During their retreat, the Confederates were subjected to a volley of rifle fire from Company B of the 20th Maine, commanded by Morrill, and a few of the 2nd U.S. Sharpshooters, who had been placed by Chamberlain behind a stone wall 150 yards to the east, hoping to guard against an envelopment. This group, who had been hidden from sight, caused considerable confusion in the Confederate ranks.

Of Little Round Top, Brig. Gen. Oates said,

His [Col. Chamberlain's] skill and persistency and the great bravery of his men saved Little Round Top and the Army of the Potomac from defeat.

[If one more Confederate regiment had stormed the far left of the Army of the Potomac with the 15th Alabama,] "... we would have completely turned the flank and have won Little Round Top, which would have forced Meade's whole left wing to retire." Oates concluded that "great events sometimes turn on comparatively small affairs."

Problems to work on -
1/ In one to three sentences, explain why Chamberlain placed men behind a stone wall, according to the Little Round Top passage.
2/ Reproduce the Little Round Top passage word for word, everything from "Of Little Round" down to "Potomac from defeat.".
3/ Resume the Little Round Top passage after its final sentence.
The rows are separate material with no connection to the Little Round Top passage.

Record extracts -
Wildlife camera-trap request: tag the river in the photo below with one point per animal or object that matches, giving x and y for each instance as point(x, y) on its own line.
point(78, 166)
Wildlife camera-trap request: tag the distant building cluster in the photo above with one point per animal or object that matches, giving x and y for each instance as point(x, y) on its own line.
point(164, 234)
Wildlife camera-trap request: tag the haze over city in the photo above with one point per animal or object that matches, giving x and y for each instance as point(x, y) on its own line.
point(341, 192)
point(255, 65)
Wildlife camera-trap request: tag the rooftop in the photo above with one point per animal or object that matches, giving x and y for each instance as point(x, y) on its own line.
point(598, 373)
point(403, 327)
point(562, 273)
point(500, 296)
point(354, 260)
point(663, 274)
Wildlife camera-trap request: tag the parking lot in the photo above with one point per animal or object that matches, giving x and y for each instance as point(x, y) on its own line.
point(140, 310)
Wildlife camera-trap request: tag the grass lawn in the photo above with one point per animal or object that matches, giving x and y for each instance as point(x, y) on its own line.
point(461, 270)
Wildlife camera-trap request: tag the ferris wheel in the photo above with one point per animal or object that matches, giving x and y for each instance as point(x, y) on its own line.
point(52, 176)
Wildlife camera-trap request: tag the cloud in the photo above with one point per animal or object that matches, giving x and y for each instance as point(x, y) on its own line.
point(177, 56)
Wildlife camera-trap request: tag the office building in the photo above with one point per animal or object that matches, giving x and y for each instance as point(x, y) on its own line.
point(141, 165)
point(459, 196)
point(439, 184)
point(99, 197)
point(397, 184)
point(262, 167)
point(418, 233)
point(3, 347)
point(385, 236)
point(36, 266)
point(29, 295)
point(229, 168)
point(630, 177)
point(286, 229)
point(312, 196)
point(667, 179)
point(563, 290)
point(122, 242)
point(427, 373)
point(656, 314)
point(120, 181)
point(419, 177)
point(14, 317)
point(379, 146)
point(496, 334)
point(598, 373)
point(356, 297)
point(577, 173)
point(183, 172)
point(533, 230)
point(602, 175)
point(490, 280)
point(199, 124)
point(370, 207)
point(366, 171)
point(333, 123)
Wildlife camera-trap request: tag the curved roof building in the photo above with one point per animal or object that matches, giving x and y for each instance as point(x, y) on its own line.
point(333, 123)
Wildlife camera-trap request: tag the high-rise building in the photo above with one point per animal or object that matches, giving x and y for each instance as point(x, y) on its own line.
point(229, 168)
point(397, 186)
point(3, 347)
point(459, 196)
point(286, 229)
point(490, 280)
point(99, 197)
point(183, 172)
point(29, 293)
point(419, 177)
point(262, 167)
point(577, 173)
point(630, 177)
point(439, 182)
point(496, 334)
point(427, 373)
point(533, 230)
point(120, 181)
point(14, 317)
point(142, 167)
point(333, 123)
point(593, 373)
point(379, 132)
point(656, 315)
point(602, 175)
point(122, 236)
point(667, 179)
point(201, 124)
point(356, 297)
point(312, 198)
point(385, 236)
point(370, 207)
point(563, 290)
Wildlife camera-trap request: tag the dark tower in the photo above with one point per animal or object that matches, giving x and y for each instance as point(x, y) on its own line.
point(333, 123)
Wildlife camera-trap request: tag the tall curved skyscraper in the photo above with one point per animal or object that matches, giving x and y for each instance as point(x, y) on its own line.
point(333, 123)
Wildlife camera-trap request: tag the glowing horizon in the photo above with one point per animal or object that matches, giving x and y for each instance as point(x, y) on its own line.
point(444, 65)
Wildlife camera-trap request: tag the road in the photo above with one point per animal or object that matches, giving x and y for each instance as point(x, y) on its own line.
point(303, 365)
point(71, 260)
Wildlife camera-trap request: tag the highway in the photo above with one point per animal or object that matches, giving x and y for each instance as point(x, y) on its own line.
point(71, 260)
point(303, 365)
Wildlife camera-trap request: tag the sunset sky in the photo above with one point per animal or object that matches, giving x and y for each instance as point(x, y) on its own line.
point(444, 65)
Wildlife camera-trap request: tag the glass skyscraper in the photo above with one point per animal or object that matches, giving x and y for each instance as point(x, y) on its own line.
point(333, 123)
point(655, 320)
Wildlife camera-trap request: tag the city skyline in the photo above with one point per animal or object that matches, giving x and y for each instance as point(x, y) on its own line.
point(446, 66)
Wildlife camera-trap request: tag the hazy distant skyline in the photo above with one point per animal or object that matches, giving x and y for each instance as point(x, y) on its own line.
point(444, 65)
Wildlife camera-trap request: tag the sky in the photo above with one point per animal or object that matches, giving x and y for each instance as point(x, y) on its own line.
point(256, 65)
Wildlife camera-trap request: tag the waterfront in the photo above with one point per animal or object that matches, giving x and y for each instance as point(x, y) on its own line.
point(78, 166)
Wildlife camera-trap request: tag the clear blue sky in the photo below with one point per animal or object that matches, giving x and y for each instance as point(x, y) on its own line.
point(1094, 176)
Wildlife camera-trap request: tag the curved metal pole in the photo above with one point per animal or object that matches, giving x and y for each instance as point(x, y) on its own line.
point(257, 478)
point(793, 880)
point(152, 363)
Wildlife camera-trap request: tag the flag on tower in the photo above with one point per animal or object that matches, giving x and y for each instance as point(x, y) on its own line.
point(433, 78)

Expected responses -
1/ Chamberlain positioned Company B of the 20th Maine, commanded by Morrill, and a few of the 2nd U.S. Sharpshooters behind a stone wall 150 yards to the east. He was hoping to guard against an envelopment.

2/
Of Little Round Top, Brig. Gen. Oates said,

His [Col. Chamberlain's] skill and persistency and the great bravery of his men saved Little Round Top and the Army of the Potomac from defeat.

3/
From Colonel Chamberlain's after action report:: "Captain Morrill with his skirmishers (send out from my left flank), with some dozen or fifteen of the U.S. Sharpshooters who had put themselves under his (Morrill's) direction, fell upon the enemy as they were breaking, and by his demonstrations, as well as his well-directed fire, added much to the effect of the [bayonet] charge ... that cleared the front of nearly our entire brigade."

Morrill became a prominent businessman in Pittsfield, Maine after the war.